Records provided —

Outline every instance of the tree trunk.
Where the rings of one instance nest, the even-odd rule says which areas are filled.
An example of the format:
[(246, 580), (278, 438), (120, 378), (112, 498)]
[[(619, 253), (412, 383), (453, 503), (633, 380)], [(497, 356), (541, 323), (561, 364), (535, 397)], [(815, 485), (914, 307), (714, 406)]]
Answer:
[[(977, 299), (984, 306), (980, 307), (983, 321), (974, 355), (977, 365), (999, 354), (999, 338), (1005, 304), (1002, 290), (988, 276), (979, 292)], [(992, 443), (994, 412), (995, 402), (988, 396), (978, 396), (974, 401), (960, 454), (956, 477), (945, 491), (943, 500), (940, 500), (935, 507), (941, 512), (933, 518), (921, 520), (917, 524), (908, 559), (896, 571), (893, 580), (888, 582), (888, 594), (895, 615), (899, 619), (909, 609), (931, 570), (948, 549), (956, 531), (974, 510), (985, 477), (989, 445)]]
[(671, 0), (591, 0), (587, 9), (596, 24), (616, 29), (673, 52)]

Required work —
Can you lay out every line of the entries above as a Markdown table, with columns named Row (a running number) and Text (the line itself), leaving out blank lines?

Answer for the task —
| Row | Text |
|---|---|
| 1 | Outline every instance of the tree trunk. |
| 2 | Where the rings of one instance nest, the even-odd rule says which areas are filled. |
| 3 | An example of the format: |
| 4 | [(246, 580), (278, 438), (120, 378), (112, 498)] |
| 5 | [[(619, 253), (412, 383), (453, 503), (633, 380)], [(497, 356), (541, 323), (561, 364), (535, 397)], [(815, 485), (914, 307), (714, 406)]] |
| 6 | Answer: |
| 7 | [[(977, 299), (984, 306), (980, 307), (983, 321), (974, 355), (977, 365), (999, 354), (999, 338), (1005, 304), (1002, 290), (988, 276), (979, 292)], [(992, 443), (994, 412), (995, 402), (988, 396), (978, 396), (974, 401), (960, 454), (956, 477), (945, 491), (943, 500), (940, 500), (935, 507), (941, 512), (933, 518), (921, 520), (917, 524), (908, 559), (896, 571), (893, 580), (888, 582), (888, 594), (895, 615), (899, 619), (909, 609), (931, 570), (948, 549), (956, 531), (974, 510), (985, 477), (989, 445)]] |
| 8 | [(671, 0), (591, 0), (587, 9), (596, 24), (616, 29), (673, 52)] |